WORK TO COMPLETE:
Write out the lines of the listing below as a JSON list of strings, one string per line, with blank lines omitted. Begin at the line that contains "Trace the outline of every instance of the rolled" and stop after the line that contains "M 315 27 L 313".

-- START DATA RECORDS --

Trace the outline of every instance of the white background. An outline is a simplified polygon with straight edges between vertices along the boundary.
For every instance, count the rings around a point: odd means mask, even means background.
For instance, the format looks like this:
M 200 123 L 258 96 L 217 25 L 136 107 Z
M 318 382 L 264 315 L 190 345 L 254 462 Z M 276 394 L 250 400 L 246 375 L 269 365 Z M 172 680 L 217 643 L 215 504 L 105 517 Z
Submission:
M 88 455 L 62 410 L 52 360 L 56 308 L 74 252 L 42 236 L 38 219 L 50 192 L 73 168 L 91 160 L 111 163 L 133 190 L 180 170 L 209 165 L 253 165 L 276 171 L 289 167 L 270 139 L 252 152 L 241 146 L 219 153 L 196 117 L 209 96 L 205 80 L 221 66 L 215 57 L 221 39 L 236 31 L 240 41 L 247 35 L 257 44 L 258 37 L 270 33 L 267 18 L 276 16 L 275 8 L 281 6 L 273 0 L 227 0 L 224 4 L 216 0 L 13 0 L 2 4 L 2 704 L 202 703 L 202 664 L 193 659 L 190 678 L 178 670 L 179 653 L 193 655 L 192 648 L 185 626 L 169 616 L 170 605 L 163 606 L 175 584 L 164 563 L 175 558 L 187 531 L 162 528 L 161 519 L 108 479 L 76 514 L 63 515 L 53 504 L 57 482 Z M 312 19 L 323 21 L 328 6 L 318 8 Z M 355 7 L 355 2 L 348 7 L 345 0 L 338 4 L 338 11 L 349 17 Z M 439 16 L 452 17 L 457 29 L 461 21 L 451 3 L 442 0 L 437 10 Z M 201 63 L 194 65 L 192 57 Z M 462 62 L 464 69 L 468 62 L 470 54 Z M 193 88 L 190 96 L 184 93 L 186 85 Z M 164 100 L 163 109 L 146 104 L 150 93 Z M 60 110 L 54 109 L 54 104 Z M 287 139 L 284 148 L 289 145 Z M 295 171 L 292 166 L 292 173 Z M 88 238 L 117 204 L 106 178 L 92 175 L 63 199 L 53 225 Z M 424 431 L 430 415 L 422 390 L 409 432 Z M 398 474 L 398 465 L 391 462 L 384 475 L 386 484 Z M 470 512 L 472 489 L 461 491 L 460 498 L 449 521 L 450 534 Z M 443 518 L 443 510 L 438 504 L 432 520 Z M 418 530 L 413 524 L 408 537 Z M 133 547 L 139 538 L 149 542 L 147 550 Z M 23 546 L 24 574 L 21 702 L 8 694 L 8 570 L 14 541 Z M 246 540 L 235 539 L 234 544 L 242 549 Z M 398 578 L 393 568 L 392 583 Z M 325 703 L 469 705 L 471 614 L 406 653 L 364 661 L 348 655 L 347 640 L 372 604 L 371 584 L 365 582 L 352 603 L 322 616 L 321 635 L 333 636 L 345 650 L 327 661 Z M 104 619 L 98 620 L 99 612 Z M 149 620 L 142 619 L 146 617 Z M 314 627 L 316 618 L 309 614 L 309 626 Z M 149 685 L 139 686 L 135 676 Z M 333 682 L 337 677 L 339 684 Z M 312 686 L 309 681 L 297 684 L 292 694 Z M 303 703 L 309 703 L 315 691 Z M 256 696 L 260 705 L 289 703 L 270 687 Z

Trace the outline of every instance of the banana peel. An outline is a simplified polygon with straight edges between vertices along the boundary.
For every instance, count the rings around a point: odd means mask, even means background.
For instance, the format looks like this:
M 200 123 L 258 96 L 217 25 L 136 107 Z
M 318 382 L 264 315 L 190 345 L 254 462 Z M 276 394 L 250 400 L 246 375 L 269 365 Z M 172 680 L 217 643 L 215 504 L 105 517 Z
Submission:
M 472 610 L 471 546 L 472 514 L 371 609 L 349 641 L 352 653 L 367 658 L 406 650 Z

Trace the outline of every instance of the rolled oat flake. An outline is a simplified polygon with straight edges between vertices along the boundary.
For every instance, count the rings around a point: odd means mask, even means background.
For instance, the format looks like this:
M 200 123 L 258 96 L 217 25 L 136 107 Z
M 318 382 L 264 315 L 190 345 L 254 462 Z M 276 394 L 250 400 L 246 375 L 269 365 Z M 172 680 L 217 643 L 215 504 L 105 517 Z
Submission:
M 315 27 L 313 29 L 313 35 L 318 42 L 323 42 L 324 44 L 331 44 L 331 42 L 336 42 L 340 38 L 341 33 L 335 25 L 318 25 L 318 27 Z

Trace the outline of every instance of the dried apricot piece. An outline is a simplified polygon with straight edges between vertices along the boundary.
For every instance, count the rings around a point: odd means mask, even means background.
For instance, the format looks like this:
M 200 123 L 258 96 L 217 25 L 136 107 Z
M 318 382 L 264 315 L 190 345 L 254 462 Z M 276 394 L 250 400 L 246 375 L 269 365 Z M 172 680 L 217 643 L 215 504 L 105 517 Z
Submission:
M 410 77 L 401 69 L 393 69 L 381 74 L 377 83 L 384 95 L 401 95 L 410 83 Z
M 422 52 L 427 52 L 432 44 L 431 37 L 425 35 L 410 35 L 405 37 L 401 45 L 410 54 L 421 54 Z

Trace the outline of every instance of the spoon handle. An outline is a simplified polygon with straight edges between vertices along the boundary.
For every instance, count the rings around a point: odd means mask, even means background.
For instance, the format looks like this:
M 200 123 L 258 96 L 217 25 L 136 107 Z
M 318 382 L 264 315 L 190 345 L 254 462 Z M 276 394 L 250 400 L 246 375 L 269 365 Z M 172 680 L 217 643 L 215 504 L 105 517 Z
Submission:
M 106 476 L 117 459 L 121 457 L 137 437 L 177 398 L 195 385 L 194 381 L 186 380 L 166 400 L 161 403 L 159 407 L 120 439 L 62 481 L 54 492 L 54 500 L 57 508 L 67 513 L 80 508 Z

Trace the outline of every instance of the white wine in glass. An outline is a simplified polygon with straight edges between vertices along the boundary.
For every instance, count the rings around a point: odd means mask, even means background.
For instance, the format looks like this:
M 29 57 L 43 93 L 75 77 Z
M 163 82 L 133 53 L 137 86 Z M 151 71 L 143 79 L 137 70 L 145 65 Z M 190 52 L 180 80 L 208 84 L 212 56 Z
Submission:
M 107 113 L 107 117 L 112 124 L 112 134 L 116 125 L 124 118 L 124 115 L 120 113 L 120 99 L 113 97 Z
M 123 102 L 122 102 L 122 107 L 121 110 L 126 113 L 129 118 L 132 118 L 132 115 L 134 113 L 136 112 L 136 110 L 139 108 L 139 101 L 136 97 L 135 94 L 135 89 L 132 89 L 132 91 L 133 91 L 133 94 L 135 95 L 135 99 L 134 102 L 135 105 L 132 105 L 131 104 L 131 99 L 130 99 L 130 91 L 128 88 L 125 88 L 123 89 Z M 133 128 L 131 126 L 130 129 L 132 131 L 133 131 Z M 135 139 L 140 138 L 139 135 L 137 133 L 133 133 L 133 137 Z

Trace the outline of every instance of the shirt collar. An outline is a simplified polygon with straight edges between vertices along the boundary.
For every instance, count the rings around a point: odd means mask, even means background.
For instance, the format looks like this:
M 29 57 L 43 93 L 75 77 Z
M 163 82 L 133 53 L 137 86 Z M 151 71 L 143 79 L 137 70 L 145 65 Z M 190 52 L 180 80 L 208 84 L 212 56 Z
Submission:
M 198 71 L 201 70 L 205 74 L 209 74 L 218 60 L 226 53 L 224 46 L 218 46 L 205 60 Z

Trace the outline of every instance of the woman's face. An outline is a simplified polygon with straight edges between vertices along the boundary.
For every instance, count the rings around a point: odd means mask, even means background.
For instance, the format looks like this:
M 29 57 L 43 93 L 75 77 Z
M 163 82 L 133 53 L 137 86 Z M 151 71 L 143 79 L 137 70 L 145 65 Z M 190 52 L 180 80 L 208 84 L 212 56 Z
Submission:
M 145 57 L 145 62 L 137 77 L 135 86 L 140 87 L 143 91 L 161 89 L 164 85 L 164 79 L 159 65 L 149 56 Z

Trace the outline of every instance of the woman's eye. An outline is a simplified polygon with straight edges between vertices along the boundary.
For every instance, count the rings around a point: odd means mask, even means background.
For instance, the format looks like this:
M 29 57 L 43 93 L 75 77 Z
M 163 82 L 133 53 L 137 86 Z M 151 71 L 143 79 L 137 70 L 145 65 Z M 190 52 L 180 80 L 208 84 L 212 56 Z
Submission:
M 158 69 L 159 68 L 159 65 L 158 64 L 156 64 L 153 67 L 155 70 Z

-- END DATA RECORDS --

EXERCISE OUTPUT:
[
  "Trace the outline of every instance of the rolled oat flake. An outline is a simplified polygon with straight edges between vertices along the boundary.",
  "For every instance, count the rings around a point: odd means mask, even means background.",
  "For instance, the format looks like this:",
  "M 200 123 L 258 96 L 217 25 L 136 107 Z",
  "M 318 382 L 264 315 L 190 345 L 254 462 Z M 276 394 L 250 400 L 246 375 L 269 365 Z M 172 680 L 217 643 L 215 504 L 105 517 Z",
  "Submission:",
  "M 315 27 L 313 29 L 313 35 L 318 42 L 323 42 L 324 44 L 331 44 L 331 42 L 336 42 L 340 38 L 341 33 L 335 25 L 318 25 L 318 27 Z"
]